Görev yönergesi: Aşağıdaki Altered Carbon metninde "Zayıf Kadın Karakterler" sözleriyle başlayıp "olarak karşımıza çıkıyor." sözleriyle biten bölümün tamamını kelimesi kelimesine yeniden yazın.

Gösterilen metin:
____

Eski adıyla San Francisco yeni adıyla Bay City, Altered Carbon’un siberpunk temasını çok iyi yansıtıyor. Kitabı okurken zihnimde canlanan Bay City ile dizideki Bay City arasında neredeyse hiç fark yok. Dizi, henüz birinci bölüm itibariyle kitaptan ayrılsa da ilk beş bölüm, büyüleyici atmosferi ve yavaş yavaş gelişen olay örgüsü ile şahaneydi. Fakat beşinci bölümden sonrası için aynı şeyi söyleyemeyeceğim. Özellikle Takeshi’nin kardeşi Rei’in diziye dahil olması, güzel olan her şeyi bir anda yok etmeyi başardı. Kitapta kilit nokta olarak nitelenen pek çok olaya değinilmemesi ise hayal kırıklığı yarattı.

Zayıf Kadın Karakterler

Kristin Ortega, kitapta oldukça güçlü bir karakter ve olayların çözümünde büyük bir rol üstleniyor. Sevgilisi Ryker’ın işlemediği bir suç yüzünden depoya kapatılması Ortega’nın zor bir süreçten geçmesine neden oluyor. Kazandığı her kuruşu Ryker’ın bedenini satın alabilmek için ayıran Ortega, sevgilisinin bedeninin, nefret ettiği Laurens Bancroft tarafından satın alındığını öğrenince olaylara dahil oluyor. Kitaptaki Ortega, Ryker’ın bedeni için her şeyi yapmaya hazır olsa da soğukkanlılığı ve zekasıyla öne çıkıyordu. Dizideki Ortega ise ilk andan itibaren Kovacs’a sempati besleyen ve adeta onun peşinden koşan bir karakter olarak karşımıza çıkıyor.

____

[Sınırlayıcı kutu verilerinden alıntılar]

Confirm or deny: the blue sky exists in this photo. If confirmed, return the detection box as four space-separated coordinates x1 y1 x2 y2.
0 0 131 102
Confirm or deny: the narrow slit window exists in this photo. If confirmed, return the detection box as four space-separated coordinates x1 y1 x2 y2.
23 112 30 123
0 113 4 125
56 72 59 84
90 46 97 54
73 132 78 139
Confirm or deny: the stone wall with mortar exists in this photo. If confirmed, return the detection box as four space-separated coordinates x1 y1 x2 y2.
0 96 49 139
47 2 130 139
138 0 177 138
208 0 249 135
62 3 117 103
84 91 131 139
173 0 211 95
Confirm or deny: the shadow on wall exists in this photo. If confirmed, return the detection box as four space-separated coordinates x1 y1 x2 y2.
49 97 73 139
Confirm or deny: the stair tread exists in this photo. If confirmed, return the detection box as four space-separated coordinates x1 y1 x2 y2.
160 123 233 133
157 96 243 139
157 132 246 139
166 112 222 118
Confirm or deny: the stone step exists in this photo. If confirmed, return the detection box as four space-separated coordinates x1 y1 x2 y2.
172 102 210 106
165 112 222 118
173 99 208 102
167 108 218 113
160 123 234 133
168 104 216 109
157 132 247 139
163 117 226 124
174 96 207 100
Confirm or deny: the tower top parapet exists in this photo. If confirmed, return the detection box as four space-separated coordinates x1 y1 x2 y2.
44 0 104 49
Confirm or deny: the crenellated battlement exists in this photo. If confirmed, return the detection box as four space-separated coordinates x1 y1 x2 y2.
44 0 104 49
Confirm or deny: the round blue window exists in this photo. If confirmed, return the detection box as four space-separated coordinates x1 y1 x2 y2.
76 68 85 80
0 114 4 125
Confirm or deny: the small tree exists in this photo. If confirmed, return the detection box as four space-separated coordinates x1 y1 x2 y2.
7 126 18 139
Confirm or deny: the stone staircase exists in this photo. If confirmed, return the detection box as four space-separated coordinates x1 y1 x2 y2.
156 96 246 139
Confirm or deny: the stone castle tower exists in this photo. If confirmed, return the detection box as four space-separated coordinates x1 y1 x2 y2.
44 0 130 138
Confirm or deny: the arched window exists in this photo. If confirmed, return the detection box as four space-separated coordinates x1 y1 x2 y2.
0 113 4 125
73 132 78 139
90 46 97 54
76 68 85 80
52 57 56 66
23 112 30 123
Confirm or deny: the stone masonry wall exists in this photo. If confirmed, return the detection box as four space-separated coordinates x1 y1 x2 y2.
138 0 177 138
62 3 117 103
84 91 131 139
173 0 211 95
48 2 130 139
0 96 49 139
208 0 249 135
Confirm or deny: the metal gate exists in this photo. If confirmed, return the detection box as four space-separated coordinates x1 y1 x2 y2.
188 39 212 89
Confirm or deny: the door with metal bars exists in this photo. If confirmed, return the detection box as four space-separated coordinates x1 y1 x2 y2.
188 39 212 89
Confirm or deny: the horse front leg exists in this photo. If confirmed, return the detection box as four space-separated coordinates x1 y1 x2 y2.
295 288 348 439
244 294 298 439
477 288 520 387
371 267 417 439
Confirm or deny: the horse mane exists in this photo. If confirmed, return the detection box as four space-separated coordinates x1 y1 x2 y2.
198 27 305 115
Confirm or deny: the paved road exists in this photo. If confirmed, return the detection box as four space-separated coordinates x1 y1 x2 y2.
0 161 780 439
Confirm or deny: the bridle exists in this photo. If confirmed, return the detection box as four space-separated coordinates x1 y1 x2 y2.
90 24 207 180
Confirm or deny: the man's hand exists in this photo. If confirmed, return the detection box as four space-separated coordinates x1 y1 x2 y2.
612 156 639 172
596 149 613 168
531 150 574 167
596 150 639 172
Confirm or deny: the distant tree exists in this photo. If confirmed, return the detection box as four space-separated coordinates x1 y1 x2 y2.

____

Alıştırma çözümü:
Zayıf Kadın Karakterler

Kristin Ortega, kitapta oldukça güçlü bir karakter ve olayların çözümünde büyük bir rol üstleniyor. Sevgilisi Ryker’ın işlemediği bir suç yüzünden depoya kapatılması Ortega’nın zor bir süreçten geçmesine neden oluyor. Kazandığı her kuruşu Ryker’ın bedenini satın alabilmek için ayıran Ortega, sevgilisinin bedeninin, nefret ettiği Laurens Bancroft tarafından satın alındığını öğrenince olaylara dahil oluyor. Kitaptaki Ortega, Ryker’ın bedeni için her şeyi yapmaya hazır olsa da soğukkanlılığı ve zekasıyla öne çıkıyordu. Dizideki Ortega ise ilk andan itibaren Kovacs’a sempati besleyen ve adeta onun peşinden koşan bir karakter olarak karşımıza çıkıyor.